**Task to complete:**
Write out every line of the records below word for word, but omit the pictures.

Stored data
▶

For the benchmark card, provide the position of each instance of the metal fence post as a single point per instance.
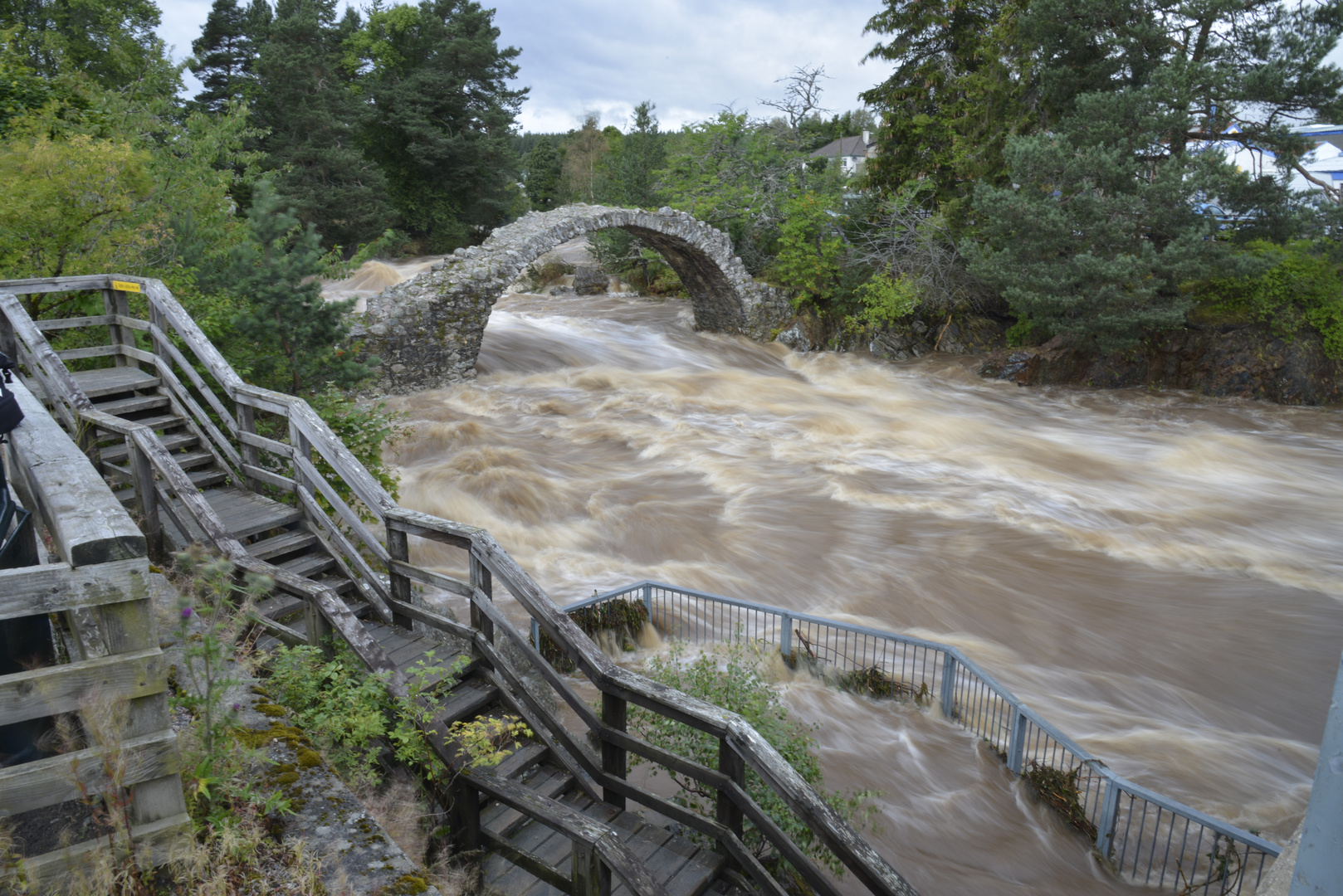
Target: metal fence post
(949, 685)
(1108, 813)
(1016, 752)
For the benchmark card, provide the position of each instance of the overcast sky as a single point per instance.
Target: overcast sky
(689, 56)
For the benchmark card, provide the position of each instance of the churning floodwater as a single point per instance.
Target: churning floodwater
(1158, 574)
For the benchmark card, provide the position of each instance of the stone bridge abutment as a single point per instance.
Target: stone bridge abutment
(428, 329)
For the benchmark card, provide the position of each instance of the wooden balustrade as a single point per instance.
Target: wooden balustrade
(597, 853)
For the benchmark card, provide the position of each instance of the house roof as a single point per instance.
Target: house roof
(842, 147)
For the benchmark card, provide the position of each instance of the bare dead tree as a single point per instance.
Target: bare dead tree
(801, 95)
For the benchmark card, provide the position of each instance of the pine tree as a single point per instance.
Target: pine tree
(960, 90)
(543, 175)
(443, 116)
(641, 155)
(223, 56)
(112, 41)
(1100, 226)
(295, 332)
(306, 101)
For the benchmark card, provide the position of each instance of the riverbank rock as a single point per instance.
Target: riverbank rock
(590, 280)
(1245, 360)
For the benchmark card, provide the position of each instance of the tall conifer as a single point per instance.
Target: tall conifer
(443, 116)
(313, 114)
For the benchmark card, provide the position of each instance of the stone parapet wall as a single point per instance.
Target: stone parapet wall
(427, 329)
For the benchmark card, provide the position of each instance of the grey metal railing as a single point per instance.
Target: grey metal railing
(1145, 837)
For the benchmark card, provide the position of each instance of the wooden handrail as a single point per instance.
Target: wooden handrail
(738, 737)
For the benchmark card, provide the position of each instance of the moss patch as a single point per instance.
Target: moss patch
(404, 885)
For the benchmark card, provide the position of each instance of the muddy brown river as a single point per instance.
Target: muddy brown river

◀

**The result:**
For the benchmark card, provide the position of each instance of the metal fence post as a single point per instance.
Target: metal fence post
(949, 685)
(1108, 813)
(1016, 752)
For the benchmark card, provide the position of each instance of the overcast sky as a single point per instance.
Target: overcast sky
(689, 56)
For the benchmark card, provide the position of each instance of the churning floodwater as a single point per instance.
Target: churning floodwater
(1158, 574)
For the benchmark card, provide the position of each instance of the stone bridge abutment as a single point per instance.
Target: stone bridge abutment
(428, 329)
For the benchmark card, provide the position of each instance of the wooden balustrade as a single point per instance.
Target: wooden balustrade
(597, 853)
For the benchmark card, provide the position of each instance of the house roof as a single point per instance.
Target: house roof
(842, 147)
For the benchmark card, provide the position of each instance of the bare dead tree as a single point per instance.
Target: bare dead tree
(801, 95)
For the benchmark card, provide the position of each instance of the pine tree as a single point per instance.
Target: pine tree
(960, 90)
(543, 175)
(443, 116)
(641, 155)
(223, 56)
(112, 41)
(1100, 226)
(295, 332)
(306, 101)
For the benchmark card, provide the position of each instance of the riverbank rock as a single point per instance.
Target: riverbank rock
(590, 280)
(1245, 360)
For the benchmark card, provide the position of each instance of the tall conifer as a single point per instance.
Target: tall conifer
(443, 116)
(313, 114)
For the benchmark card, provide the position of each instance of the stone parapet wall as a single point per instance.
Target: stone parapet wall
(427, 329)
For the benchmark card, provide the position of each instance of the grey metal railing as a single point per instance.
Target: grey metal railing
(1145, 837)
For the benchmark card, provide the position of each instance of the wooden handrail as a single point per instance.
Target: wooden handrail
(738, 737)
For the benchmark card, provide the position of each instance of the moss patch as a single point per instance.
Target: moss patch
(404, 885)
For the benchmark card, provide the position of each instance of the muddy brown river as a single point per instance.
Target: muddy brown river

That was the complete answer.